▶ _Set tasks_:
1. List every paid feature that the interview on YouTube fan funding below names as a way for viewers to support a channel.
2. Pick up the interview on YouTube fan funding below after its last line and write what comes next.

▶ _Excerpt_:
━━━━
A couple of examples of products for that would be channel memberships. So, for example, Len - if you had a YouTube channel, and you had channel memberships on your channel - then I could join your channel and pay a subscription fee, basically to be a member of your channel. And so, I think - that's been, a very powerful feature for creators, to build an even stronger sense of community on YouTube - as well as make it more possible for them to further their work on the platform.

Another example of a product is through live video. So, folks who are running live video on YouTube, and have the features enabled for their channel. They can have what are called "Super Chats," and "Super Stickers." And so, basically - people who want to support the channel, can purchase a Super Chat or a Super Sticker in the live chat with that community. That can add a little bit more prominence to their chat message, or it can post a sticker into that chat thread. And the creator then makes some money off of that to help further their channel.

Len: Thanks a lot for sharing that. You've just reminded me - I'm not a big gamer or anything like that, but a while ago I got into Zelda: Breath of the Wild, and I started watching some Twitch streams. I was very surprised to see the person - like three times a minute - pause to sort of thank someone for what they've just contributed to them, and I imagine it was something similar to what you're describing.

And being old, I was surprised that this was just like - that giving money was actually this sort of cheerful community-building thing, and I was actually quite pleased to see that actually as a convention. That just giving a little bit of support to people, because you're enjoying what they're giving away otherwise for free - is actually really good development in supporting creators.

David: Yeah. And I think that kind of - in a way, it connects nicely with Leanpub - since that's exactly how we run our books on Leanpub. How it's a - folks who want to give for our books, it's purely optional. And so, it feels like there's some nice harmony there between working in OpenIntro and having books along those lines - as well as working on fan funding at YouTube.
━━━━
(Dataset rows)
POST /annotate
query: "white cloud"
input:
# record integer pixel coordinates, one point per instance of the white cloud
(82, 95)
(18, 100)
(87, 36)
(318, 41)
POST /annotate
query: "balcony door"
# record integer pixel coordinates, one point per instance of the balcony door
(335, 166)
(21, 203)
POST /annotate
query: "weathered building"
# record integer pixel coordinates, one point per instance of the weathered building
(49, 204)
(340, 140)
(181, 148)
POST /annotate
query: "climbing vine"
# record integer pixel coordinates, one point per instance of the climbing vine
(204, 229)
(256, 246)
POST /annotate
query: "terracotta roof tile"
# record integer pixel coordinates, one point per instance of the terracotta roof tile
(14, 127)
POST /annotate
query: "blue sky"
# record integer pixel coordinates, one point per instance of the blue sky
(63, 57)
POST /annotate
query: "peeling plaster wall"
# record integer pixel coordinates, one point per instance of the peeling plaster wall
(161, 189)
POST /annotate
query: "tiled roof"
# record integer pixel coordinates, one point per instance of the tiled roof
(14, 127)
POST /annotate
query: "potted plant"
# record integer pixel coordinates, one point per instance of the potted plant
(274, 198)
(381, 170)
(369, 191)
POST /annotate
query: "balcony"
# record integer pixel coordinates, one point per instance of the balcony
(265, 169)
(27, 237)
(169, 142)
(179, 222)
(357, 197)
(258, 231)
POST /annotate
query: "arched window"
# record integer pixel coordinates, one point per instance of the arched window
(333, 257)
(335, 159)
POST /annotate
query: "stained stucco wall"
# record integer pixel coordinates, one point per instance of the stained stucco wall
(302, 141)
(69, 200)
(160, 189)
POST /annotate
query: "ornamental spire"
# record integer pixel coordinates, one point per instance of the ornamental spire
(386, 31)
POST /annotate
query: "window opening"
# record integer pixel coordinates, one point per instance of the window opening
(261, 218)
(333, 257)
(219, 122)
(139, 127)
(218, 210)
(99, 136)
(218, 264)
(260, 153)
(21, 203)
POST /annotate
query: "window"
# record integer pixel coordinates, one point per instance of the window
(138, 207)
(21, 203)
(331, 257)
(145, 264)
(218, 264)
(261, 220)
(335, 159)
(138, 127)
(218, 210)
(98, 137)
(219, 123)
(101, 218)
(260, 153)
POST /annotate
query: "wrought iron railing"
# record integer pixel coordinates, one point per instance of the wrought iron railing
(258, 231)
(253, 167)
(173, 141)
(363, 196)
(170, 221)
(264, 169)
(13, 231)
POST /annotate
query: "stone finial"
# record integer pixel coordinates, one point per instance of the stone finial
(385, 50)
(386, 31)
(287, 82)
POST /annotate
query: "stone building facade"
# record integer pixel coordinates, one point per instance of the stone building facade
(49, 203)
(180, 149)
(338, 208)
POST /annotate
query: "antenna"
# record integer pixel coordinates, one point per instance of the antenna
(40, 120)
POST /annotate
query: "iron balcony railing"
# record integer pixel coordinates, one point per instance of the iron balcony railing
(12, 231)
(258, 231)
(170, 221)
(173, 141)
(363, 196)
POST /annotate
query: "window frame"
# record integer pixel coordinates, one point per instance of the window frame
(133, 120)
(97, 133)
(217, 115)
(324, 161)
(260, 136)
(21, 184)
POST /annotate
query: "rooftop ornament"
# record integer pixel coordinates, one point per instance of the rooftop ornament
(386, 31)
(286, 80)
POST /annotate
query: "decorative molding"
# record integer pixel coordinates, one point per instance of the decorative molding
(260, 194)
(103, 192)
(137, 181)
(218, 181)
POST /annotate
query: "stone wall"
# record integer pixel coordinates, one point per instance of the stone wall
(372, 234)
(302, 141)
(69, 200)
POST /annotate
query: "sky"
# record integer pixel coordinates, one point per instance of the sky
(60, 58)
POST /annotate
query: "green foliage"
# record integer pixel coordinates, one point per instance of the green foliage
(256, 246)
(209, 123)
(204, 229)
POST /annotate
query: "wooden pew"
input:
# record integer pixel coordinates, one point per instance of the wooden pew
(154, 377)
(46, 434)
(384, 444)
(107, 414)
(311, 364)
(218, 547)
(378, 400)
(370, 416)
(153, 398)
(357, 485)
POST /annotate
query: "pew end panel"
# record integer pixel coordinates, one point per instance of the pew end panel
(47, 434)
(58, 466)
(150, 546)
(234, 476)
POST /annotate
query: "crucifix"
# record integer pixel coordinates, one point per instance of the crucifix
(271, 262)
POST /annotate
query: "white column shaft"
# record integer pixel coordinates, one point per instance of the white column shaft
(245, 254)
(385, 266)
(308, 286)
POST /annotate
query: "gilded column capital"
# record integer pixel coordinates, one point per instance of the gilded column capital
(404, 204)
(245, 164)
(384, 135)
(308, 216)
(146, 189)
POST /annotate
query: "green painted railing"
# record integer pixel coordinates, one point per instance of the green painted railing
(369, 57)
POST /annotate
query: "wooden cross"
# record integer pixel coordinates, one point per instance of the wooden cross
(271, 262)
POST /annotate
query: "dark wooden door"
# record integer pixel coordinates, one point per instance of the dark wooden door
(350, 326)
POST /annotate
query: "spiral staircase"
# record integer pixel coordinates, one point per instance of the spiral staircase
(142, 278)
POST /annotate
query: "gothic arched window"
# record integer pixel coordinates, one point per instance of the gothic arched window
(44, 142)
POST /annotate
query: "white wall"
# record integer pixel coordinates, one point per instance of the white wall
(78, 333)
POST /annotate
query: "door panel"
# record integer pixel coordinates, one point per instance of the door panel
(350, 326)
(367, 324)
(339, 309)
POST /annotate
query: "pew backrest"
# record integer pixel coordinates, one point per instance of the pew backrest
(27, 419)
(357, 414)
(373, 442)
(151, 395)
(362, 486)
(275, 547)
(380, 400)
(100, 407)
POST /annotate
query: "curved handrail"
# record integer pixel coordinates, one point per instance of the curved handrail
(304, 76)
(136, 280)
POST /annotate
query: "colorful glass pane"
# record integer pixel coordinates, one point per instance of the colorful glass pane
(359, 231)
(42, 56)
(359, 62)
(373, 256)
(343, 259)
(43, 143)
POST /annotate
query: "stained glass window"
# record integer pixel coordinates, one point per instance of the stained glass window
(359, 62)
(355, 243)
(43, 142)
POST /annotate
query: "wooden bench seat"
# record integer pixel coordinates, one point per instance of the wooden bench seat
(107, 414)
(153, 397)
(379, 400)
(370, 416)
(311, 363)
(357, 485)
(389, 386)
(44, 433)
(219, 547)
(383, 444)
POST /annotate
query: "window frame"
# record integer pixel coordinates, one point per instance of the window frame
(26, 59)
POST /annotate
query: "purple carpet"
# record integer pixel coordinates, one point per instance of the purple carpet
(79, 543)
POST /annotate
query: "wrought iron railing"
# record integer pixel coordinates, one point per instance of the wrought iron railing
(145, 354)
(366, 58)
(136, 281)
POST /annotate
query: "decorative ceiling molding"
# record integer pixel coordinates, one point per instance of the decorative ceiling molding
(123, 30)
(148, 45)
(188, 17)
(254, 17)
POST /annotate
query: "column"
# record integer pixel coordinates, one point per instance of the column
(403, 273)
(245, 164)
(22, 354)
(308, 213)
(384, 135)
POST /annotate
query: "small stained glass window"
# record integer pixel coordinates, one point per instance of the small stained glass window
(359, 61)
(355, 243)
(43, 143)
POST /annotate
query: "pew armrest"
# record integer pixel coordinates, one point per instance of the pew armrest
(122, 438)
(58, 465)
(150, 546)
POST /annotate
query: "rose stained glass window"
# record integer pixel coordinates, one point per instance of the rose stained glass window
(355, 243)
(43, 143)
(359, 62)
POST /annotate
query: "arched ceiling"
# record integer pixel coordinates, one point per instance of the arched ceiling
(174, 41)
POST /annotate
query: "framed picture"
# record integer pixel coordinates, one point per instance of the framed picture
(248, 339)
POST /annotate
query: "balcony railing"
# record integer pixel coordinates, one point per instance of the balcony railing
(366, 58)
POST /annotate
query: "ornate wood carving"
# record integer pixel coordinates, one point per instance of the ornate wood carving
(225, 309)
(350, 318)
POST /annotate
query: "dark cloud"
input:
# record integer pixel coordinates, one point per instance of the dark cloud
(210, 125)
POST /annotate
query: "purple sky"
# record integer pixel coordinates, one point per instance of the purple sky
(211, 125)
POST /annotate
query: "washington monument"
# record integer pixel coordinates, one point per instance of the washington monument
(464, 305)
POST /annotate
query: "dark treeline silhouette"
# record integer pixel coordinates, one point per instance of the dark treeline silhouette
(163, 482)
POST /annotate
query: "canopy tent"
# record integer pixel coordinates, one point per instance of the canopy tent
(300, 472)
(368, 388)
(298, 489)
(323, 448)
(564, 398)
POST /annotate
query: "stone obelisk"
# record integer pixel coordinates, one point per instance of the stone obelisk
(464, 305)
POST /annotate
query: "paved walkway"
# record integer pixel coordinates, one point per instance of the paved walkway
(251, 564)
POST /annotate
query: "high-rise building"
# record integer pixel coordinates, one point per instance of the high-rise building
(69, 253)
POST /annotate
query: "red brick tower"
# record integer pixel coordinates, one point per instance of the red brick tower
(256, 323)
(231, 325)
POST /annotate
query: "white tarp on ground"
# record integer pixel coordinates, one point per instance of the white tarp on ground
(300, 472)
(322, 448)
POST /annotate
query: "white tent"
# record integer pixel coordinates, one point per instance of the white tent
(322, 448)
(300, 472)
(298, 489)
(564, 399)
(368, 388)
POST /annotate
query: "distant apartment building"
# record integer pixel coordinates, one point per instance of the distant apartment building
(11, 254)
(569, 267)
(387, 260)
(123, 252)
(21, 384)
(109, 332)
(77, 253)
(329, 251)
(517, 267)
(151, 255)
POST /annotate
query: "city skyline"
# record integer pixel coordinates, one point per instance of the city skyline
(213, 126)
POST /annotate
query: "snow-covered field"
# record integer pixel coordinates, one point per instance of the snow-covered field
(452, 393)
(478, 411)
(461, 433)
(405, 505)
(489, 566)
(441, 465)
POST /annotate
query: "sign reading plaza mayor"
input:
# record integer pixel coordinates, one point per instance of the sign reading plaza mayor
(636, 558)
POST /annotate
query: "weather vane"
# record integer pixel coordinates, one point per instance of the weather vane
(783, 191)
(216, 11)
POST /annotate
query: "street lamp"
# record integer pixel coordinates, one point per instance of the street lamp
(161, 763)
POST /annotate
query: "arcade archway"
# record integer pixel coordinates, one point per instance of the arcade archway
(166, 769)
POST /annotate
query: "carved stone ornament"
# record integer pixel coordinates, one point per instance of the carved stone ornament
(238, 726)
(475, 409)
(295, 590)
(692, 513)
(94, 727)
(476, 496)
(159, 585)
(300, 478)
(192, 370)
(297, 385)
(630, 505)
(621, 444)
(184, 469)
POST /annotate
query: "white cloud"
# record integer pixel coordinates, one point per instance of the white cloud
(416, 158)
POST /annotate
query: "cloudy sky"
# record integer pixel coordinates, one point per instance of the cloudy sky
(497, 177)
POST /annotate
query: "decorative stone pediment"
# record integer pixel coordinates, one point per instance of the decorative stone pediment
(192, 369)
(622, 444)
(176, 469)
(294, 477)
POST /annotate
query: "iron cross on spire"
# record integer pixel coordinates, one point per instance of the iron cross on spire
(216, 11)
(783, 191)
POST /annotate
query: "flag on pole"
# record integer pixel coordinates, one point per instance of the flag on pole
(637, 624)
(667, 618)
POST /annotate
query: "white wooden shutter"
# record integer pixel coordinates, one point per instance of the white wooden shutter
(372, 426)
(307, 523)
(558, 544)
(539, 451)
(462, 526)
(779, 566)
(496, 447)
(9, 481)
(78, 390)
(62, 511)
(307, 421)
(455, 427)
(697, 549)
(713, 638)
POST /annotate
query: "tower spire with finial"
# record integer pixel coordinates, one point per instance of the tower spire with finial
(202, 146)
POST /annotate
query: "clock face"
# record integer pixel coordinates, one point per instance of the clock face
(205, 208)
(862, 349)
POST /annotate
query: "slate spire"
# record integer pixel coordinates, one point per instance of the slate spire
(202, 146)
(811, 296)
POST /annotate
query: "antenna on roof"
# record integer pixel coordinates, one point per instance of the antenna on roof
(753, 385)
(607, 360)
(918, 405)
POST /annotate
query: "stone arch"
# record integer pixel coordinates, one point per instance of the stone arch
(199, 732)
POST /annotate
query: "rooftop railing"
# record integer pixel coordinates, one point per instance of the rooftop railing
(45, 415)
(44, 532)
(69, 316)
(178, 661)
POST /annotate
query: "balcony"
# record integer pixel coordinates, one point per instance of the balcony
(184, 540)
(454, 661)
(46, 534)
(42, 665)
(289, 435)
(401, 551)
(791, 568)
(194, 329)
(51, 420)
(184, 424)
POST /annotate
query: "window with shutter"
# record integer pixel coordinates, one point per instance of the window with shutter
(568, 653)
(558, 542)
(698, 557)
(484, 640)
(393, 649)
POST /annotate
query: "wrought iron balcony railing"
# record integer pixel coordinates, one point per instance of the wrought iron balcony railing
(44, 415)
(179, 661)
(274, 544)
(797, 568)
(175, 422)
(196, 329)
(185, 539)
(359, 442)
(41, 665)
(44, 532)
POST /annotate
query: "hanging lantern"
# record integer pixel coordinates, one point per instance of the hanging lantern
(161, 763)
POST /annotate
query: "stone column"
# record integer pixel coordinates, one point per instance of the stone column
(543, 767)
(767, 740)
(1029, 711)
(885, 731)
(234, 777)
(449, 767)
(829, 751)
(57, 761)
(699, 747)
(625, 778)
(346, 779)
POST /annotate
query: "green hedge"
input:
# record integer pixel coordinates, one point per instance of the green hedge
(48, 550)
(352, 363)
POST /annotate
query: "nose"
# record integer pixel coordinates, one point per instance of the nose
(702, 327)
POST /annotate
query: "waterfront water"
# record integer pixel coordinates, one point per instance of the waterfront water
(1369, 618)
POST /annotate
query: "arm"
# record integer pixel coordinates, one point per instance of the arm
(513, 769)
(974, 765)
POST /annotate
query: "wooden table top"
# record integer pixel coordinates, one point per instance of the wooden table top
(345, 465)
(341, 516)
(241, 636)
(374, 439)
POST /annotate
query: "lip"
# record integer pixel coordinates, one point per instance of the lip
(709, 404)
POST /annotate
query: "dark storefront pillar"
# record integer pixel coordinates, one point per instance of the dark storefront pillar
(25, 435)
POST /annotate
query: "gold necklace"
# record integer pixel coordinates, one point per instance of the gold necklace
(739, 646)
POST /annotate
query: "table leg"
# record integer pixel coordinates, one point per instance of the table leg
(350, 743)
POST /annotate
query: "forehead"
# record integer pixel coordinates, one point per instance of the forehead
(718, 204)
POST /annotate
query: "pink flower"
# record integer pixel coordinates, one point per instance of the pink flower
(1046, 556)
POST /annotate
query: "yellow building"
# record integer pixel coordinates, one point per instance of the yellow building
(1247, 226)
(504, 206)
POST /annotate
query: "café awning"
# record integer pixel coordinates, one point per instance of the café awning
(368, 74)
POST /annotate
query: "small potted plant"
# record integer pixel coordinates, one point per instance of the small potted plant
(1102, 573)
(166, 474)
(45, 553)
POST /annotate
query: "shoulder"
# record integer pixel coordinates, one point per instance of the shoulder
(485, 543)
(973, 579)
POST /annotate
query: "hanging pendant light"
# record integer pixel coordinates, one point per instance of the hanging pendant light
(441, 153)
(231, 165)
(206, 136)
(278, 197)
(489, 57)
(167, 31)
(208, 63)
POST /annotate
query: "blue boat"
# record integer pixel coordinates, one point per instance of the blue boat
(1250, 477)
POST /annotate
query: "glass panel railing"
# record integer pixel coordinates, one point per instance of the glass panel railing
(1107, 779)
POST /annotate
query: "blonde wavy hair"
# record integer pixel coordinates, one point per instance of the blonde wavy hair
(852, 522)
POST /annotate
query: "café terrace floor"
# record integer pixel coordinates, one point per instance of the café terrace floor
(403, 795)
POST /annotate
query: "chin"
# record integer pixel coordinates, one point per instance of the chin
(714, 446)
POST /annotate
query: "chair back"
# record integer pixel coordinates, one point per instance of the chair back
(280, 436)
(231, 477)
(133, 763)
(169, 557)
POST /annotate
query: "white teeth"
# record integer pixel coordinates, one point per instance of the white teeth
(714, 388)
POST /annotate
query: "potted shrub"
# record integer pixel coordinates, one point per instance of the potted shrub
━━━━
▶ _Answers to the tasks_:
1.
Channel memberships
Super Chats
Super Stickers

2.
Len: Well, you just gave me the great, a great segue into the next part of our podcast, where we talk about OpenIntro. You mentioned earlier - I didn't know this, that you started it while you were still doing your Ph.D., if I caught that correctly?

David: Yeah, that's right.

Len: Could you talk a little bit about the origin story, how did it come about?

David: I would say the earliest phases of it started in 2008, very roughly. We don't eve -- I don't even know if we have an exact year that it really started. But by 2009 it was Chris Barr, Mine Çetinkaya-Rundel and myself - who were really dedicated working on OpenIntro Statistics, the textbook that would become the core product of what we offered. And now it's one product among many, but that was - I would say, us just observing the textbook industry - of our own experience as students at the time. Of seeing extremely expensive textbooks. And especially as Teaching Assistants - and seeing this same textbook being used for students that didn't change that much year over year or edition over edition, yet kept getting more expensive. That was very confusing.

We now understand why that is much better, which has nothing to do with the free market.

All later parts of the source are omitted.